• WHAT THE TASK ASKS
Set down, exactly as written, every line from the one containing "Would you be able to point at the airplane" through the end of the listing.

• MATERIAL SUPPLIED

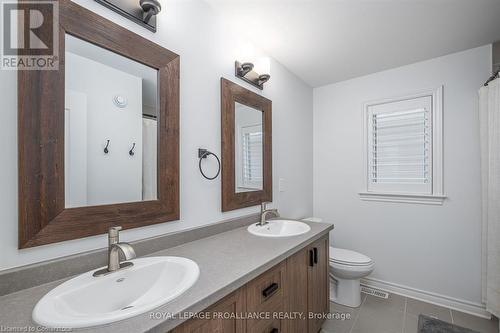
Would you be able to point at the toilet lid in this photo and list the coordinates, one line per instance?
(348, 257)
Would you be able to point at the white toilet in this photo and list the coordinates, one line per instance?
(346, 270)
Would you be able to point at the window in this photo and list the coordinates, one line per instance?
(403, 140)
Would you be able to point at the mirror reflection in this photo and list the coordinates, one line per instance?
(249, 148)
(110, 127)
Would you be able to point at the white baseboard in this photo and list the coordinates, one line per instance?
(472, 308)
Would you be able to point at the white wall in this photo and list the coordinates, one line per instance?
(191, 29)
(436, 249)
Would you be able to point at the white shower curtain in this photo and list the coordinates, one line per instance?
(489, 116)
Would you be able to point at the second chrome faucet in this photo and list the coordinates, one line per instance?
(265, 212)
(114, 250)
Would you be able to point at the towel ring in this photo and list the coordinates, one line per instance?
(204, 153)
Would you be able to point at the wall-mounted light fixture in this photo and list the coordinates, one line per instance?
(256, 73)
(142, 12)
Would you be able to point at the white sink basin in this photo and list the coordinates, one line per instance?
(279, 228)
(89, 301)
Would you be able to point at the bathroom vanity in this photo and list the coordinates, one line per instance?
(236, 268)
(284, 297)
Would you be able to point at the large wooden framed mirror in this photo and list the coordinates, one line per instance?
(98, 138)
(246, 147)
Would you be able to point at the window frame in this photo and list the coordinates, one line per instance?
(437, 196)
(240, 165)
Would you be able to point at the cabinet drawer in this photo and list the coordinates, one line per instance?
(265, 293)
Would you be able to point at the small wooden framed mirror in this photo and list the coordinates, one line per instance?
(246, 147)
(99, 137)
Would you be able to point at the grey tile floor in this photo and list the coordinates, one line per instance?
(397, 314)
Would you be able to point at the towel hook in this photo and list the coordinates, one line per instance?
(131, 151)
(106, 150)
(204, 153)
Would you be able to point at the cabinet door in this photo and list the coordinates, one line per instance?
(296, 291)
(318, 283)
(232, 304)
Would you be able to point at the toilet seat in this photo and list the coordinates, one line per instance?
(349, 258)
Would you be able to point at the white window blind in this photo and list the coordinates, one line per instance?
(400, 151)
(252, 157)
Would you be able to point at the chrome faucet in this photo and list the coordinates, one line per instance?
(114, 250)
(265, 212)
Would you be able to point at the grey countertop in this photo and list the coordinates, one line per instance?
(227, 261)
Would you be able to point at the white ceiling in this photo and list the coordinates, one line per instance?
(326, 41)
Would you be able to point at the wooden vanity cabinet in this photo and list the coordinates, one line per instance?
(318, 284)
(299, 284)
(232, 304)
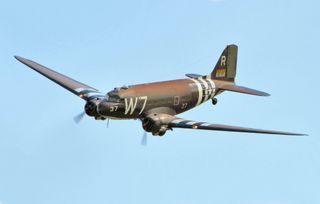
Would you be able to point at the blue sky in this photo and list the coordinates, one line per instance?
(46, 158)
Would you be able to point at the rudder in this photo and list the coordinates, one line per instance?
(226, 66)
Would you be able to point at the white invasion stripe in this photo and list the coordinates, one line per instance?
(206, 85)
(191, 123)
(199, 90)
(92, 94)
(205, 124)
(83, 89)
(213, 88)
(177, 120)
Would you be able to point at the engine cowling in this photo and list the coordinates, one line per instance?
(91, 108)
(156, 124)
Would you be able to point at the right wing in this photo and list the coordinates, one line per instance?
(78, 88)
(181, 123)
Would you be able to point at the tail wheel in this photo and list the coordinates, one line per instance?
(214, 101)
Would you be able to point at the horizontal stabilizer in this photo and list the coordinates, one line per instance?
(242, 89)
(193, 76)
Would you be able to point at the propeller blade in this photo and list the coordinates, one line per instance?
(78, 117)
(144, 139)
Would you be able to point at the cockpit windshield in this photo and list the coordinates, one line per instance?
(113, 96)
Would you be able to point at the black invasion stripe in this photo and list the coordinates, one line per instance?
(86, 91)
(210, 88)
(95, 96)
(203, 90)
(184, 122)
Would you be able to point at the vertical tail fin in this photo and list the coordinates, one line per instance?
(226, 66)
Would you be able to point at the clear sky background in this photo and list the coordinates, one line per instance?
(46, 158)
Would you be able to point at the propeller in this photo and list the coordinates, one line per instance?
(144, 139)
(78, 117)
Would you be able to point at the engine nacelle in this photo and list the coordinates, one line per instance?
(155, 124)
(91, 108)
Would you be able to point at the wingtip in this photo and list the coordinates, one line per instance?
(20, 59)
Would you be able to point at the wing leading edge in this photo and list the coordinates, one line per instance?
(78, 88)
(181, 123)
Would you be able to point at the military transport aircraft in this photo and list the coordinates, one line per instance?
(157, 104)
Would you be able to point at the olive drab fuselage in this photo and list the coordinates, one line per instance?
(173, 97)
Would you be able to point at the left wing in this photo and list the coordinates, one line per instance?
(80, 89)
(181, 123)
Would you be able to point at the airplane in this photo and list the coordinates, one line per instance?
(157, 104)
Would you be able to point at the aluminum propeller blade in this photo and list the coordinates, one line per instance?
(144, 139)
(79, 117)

• THE ANSWER
Would you be able to point at the airplane in this photo and list the coordinates, one line per instance?
(157, 104)
Would you be able to point at the aluminum propeller blade in this photo and list the coordinates, one line per instance?
(144, 139)
(79, 117)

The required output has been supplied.